- [TASK BRIEF]
Please copy out the rows below, swapping every "lookup" for "query" and leaving everything else unchanged.

- [PROVIDED RECORDS]

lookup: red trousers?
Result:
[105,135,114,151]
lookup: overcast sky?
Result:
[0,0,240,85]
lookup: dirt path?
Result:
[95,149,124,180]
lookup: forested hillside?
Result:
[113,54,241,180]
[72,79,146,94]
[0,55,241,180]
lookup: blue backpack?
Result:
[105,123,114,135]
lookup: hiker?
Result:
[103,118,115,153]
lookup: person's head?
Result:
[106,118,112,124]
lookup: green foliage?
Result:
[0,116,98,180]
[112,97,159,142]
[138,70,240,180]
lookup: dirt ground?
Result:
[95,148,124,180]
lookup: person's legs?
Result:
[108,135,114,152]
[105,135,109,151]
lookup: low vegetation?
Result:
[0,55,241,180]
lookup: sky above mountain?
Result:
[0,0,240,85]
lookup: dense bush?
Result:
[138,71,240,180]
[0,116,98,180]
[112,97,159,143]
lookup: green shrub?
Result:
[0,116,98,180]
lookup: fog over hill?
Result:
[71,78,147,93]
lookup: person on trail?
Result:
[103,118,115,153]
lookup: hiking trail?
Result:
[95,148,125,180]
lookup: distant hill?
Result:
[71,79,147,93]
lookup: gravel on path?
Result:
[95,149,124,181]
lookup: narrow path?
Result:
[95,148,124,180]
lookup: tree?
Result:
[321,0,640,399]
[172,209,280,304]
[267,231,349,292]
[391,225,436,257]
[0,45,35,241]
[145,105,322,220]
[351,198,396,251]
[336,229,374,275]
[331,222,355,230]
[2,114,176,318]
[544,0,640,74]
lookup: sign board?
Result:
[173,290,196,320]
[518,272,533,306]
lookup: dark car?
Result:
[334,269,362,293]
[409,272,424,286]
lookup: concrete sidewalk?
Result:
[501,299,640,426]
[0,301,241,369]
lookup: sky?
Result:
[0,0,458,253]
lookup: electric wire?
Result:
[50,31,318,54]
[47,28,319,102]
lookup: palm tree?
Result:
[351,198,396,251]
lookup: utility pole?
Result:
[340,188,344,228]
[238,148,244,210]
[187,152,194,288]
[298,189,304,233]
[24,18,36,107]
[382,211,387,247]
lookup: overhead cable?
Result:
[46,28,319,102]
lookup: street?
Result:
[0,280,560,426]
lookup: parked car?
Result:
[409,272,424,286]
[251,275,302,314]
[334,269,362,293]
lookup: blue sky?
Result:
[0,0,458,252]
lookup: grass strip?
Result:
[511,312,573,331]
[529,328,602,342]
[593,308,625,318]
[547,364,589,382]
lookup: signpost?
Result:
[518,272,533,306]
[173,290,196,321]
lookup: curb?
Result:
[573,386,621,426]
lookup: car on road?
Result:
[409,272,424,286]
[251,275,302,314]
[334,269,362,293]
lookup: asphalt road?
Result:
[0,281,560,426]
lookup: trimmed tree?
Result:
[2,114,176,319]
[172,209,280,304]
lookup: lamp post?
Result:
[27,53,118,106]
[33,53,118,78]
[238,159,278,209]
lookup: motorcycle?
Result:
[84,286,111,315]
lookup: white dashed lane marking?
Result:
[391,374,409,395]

- [RESPONSE]
query: red trousers?
Result:
[105,135,114,151]
query: overcast sky?
Result:
[0,0,240,85]
query: dirt path?
Result:
[95,149,124,180]
query: forested hillside?
Result:
[113,54,241,180]
[72,79,146,94]
[0,55,241,180]
query: blue backpack?
Result:
[105,123,114,135]
query: hiker?
Result:
[103,118,115,153]
query: person's head?
Result:
[106,118,112,124]
query: green foliage?
Result:
[0,116,98,180]
[112,97,159,142]
[138,70,240,180]
query: dirt ground?
Result:
[95,148,124,180]
query: person's legs?
Result:
[108,135,114,152]
[105,135,109,151]
query: low vegetation?
Result:
[0,55,241,180]
query: sky above mountain?
Result:
[0,0,240,85]
query: dense bush?
Result:
[138,71,240,180]
[0,116,98,180]
[112,97,159,143]
query: green shrub?
Result:
[0,116,98,180]
query: fog over hill?
Result:
[71,78,147,93]
query: person on trail?
Result:
[103,118,115,153]
query: hiking trail?
Result:
[95,148,125,180]
query: distant hill?
Result:
[71,79,147,93]
query: gravel on path?
Result:
[95,149,124,181]
query: narrow path?
Result:
[95,148,124,180]
query: tree?
Result:
[321,0,640,399]
[172,209,280,304]
[267,231,349,292]
[391,225,436,257]
[0,45,35,241]
[145,105,322,220]
[351,198,396,251]
[336,229,374,275]
[331,222,355,230]
[2,114,176,318]
[544,0,640,74]
query: sign board?
Result:
[173,290,196,320]
[518,272,533,306]
query: dark car?
Result:
[334,269,362,293]
[409,272,424,286]
query: concrete sidewalk?
Result:
[501,299,640,426]
[0,301,241,369]
query: sky?
Result:
[0,0,458,253]
query: electric wire?
Result:
[50,31,318,54]
[47,28,319,102]
query: palm tree?
Result:
[351,198,396,251]
query: utility pole?
Result:
[340,188,344,228]
[238,148,244,210]
[187,152,194,288]
[298,189,304,233]
[24,18,36,107]
[382,211,387,247]
query: overhead cable?
Result:
[46,28,319,102]
query: street?
Result:
[0,280,560,426]
query: parked car?
Result:
[409,272,424,286]
[251,275,302,314]
[334,269,362,293]
query: blue sky?
Result:
[0,0,458,252]
query: grass strip?
Result:
[511,312,573,331]
[529,328,602,342]
[593,308,625,318]
[547,364,589,382]
query: signpost?
Result:
[518,272,533,306]
[173,290,196,321]
query: curb?
Result:
[573,386,621,426]
query: car on road?
Result:
[409,272,424,286]
[251,275,302,314]
[334,269,362,293]
query: asphalt road?
Result:
[0,281,560,426]
query: trimmed tree?
Result:
[2,114,176,319]
[172,209,280,304]
query: lamp post?
Result:
[27,53,118,106]
[33,53,118,78]
[238,159,278,209]
query: motorcycle?
Result:
[84,286,111,315]
query: white dashed lane marking?
Result:
[391,374,409,395]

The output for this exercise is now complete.